### Goal
Would you print, word for word, everything in the Melody thread from "https://github.com/oilshell/oil/wiki/Alternative-Regex-Synta..." down to "YACC and Antlr."?

### Excerpt to read
Melody – a language that compiles to regular expressions

digit: charset "1234567890" if parse "0.2.5" [ opt "v" copy major [some digit] "." copy minor [some digit] "." copy patch [some digit] ][ print [major minor patch] ]

I made a wiki page for similar alternative regex syntax projects:

https://github.com/oilshell/oil/wiki/Alternative-Regex-Synta...

(including my own https://www.oilshell.org/release/latest/doc/eggex.html which is built into Oil)

Banana699 · 4 years ago

You might want to add Wolfram's Language String Patterns[1].

Perl 6 (which is now actually called Raku, for what it's worth) has BNF-style Grammars as a first class citizen of the language (a virtually unheard of thing AFAIK), and programmers are encouraged to use it for complex parsing tasks instead of regex. I don't know whether that falls under "alternative syntax for regex", they are very closely related to regexes and actually much more powerful and readable, including regexes as a subset. But adding them might drag you into adding every Context Free\Parsing Expression Grammar tool out there, things like Bison and YACC and Antlr.

The language SNOBOL[2][3][4] is one of the earliest languages with text matching and processing as a first class citizen (in fact, the only citizen). Being designed (1962) before the first software implementation of regular expressions* (1968), the pattern language it uses is not based on regular expression, and in some cases actually exceeds it (e.g. matching balanced parenthesis, which mathmatical regex can't do, but some variants of practical regexes can with special non-regular constructs).

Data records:
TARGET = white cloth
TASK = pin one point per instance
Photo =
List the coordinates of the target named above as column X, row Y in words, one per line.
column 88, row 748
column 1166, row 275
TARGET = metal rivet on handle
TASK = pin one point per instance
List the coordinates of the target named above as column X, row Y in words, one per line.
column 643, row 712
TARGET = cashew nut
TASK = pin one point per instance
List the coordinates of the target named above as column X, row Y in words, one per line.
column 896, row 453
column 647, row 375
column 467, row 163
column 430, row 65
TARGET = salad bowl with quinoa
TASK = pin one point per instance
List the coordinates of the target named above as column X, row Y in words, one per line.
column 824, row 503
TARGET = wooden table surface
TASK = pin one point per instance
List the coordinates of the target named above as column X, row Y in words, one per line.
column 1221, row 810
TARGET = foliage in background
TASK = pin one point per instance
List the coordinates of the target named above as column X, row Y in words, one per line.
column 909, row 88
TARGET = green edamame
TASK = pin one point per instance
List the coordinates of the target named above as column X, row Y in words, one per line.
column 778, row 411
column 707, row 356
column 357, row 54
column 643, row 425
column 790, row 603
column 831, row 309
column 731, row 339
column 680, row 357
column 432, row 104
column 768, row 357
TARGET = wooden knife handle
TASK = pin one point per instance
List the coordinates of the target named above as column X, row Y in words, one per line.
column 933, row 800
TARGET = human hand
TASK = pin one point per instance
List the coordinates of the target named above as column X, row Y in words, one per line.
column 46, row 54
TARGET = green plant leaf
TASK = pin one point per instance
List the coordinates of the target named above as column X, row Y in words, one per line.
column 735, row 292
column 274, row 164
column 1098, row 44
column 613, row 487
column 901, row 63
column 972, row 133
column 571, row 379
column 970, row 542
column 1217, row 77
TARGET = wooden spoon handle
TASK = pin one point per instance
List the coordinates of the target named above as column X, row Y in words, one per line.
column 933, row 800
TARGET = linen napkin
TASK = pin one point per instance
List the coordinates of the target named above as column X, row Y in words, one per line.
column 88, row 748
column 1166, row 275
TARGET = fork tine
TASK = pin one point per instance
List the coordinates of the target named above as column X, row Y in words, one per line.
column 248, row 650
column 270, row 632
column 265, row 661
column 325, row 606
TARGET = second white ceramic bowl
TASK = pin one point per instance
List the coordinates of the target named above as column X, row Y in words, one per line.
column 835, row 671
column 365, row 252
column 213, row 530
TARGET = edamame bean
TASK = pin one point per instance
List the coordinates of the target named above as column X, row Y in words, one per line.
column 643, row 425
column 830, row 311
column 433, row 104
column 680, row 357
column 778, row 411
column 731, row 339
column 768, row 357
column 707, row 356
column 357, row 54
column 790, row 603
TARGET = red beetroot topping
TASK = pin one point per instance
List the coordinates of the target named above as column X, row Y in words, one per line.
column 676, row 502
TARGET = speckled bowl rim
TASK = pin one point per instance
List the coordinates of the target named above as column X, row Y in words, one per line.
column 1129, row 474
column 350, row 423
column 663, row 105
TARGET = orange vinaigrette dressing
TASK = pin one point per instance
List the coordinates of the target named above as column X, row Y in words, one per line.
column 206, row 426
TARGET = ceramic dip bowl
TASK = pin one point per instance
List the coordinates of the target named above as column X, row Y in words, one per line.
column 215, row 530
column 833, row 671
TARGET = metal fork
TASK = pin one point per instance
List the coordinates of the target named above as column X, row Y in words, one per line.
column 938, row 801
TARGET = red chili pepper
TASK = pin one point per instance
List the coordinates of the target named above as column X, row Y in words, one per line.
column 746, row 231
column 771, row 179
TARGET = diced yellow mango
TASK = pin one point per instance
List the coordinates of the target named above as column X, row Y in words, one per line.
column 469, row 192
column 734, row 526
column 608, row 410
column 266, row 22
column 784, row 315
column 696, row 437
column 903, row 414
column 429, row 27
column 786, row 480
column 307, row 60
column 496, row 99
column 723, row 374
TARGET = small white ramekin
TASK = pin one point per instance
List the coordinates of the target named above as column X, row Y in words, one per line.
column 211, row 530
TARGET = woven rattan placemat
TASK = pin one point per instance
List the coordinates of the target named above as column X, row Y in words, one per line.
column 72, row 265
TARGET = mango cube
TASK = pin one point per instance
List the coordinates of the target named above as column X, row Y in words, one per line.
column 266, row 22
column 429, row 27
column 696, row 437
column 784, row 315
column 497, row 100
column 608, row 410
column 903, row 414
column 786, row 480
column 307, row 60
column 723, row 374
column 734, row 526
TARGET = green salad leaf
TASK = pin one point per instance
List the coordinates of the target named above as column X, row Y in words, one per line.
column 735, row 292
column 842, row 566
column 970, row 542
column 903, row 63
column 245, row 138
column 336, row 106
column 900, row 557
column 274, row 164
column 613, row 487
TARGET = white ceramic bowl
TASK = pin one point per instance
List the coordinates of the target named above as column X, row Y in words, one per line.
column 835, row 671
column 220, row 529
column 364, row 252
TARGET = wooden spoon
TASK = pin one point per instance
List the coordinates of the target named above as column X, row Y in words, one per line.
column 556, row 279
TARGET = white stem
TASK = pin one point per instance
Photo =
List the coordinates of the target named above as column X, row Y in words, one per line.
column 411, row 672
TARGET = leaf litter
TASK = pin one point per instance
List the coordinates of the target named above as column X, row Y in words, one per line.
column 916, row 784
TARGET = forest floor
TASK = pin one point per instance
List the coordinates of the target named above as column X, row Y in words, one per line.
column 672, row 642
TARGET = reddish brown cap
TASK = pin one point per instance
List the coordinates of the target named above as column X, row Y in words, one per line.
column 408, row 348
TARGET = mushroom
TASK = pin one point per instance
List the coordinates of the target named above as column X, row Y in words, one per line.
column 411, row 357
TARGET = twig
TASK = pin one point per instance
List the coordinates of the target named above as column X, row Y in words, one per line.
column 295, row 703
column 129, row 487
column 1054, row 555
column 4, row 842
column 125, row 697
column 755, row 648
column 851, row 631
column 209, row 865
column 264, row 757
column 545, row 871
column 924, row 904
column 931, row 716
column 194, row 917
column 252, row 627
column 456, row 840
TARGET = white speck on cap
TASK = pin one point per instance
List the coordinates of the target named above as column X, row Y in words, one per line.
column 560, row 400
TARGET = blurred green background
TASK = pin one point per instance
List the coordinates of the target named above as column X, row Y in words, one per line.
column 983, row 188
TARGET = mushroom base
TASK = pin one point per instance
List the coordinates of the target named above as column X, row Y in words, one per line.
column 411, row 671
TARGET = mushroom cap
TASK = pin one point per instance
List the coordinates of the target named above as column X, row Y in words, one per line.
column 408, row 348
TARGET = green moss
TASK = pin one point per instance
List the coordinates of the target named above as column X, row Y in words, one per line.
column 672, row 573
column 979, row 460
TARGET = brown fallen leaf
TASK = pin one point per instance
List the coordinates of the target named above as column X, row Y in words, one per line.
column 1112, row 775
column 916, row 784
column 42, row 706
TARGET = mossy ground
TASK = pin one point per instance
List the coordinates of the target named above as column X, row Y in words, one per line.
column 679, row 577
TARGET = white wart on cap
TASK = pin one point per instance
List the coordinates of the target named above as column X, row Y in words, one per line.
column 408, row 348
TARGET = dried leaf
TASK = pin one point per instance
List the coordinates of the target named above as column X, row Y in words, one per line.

### Task response
https://github.com/oilshell/oil/wiki/Alternative-Regex-Synta...

(including my own https://www.oilshell.org/release/latest/doc/eggex.html which is built into Oil)

Banana699 · 4 years ago

You might want to add Wolfram's Language String Patterns[1].

Perl 6 (which is now actually called Raku, for what it's worth) has BNF-style Grammars as a first class citizen of the language (a virtually unheard of thing AFAIK), and programmers are encouraged to use it for complex parsing tasks instead of regex. I don't know whether that falls under "alternative syntax for regex", they are very closely related to regexes and actually much more powerful and readable, including regexes as a subset. But adding them might drag you into adding every Context Free\Parsing Expression Grammar tool out there, things like Bison and YACC and Antlr.